#### Your task:
Copy the listing below line for line, without changing or leaving out anything.
--*--
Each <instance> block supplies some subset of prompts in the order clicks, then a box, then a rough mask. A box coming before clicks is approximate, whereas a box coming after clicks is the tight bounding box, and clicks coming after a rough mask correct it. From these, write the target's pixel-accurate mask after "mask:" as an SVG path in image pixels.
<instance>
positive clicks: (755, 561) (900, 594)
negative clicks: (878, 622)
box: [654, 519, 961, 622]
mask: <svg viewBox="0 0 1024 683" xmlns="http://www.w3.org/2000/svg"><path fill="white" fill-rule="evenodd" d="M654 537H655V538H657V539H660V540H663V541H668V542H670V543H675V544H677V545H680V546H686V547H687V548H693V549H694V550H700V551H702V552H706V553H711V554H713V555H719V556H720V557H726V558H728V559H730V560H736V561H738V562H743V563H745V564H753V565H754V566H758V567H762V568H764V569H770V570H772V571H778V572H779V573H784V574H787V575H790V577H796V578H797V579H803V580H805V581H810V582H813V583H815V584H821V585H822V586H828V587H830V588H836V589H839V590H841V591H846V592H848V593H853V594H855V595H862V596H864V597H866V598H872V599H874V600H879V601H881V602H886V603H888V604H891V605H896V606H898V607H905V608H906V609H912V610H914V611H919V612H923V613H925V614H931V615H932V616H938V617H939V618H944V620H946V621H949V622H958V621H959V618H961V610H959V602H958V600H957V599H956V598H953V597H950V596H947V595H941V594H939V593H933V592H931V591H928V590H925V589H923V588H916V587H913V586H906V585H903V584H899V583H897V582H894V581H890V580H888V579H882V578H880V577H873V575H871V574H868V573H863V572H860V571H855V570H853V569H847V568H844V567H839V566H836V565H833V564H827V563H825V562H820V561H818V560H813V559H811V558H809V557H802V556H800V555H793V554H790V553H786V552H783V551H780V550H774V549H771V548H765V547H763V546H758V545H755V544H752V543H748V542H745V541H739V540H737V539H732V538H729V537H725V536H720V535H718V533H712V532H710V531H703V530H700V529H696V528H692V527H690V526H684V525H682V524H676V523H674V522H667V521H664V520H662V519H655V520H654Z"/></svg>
--*--
#### Result of this exercise:
Each <instance> block supplies some subset of prompts in the order clicks, then a box, then a rough mask. A box coming before clicks is approximate, whereas a box coming after clicks is the tight bounding box, and clicks coming after a rough mask correct it. From these, write the target's pixel-accurate mask after "mask:" as an SVG path in image pixels.
<instance>
positive clicks: (755, 561) (900, 594)
negative clicks: (878, 622)
box: [654, 519, 961, 622]
mask: <svg viewBox="0 0 1024 683" xmlns="http://www.w3.org/2000/svg"><path fill="white" fill-rule="evenodd" d="M654 537H655V538H657V539H660V540H663V541H668V542H670V543H675V544H677V545H680V546H686V547H687V548H693V549H694V550H700V551H702V552H706V553H711V554H713V555H719V556H720V557H726V558H728V559H730V560H736V561H738V562H743V563H745V564H753V565H754V566H758V567H762V568H764V569H770V570H772V571H778V572H779V573H784V574H787V575H790V577H796V578H797V579H803V580H805V581H810V582H813V583H815V584H821V585H822V586H828V587H830V588H836V589H839V590H841V591H846V592H848V593H853V594H855V595H862V596H864V597H866V598H872V599H874V600H879V601H881V602H886V603H888V604H891V605H896V606H898V607H905V608H906V609H912V610H914V611H919V612H923V613H925V614H931V615H932V616H938V617H939V618H944V620H946V621H949V622H958V621H959V618H961V610H959V602H958V600H957V599H956V598H953V597H950V596H947V595H941V594H939V593H933V592H931V591H928V590H925V589H923V588H916V587H913V586H906V585H903V584H899V583H897V582H894V581H890V580H888V579H882V578H880V577H873V575H871V574H868V573H863V572H860V571H855V570H853V569H847V568H844V567H839V566H836V565H833V564H827V563H825V562H820V561H818V560H813V559H811V558H809V557H802V556H800V555H793V554H790V553H786V552H783V551H780V550H774V549H771V548H765V547H763V546H758V545H755V544H752V543H748V542H745V541H739V540H737V539H732V538H729V537H725V536H720V535H718V533H712V532H710V531H703V530H700V529H696V528H692V527H690V526H684V525H682V524H676V523H674V522H667V521H664V520H662V519H655V520H654Z"/></svg>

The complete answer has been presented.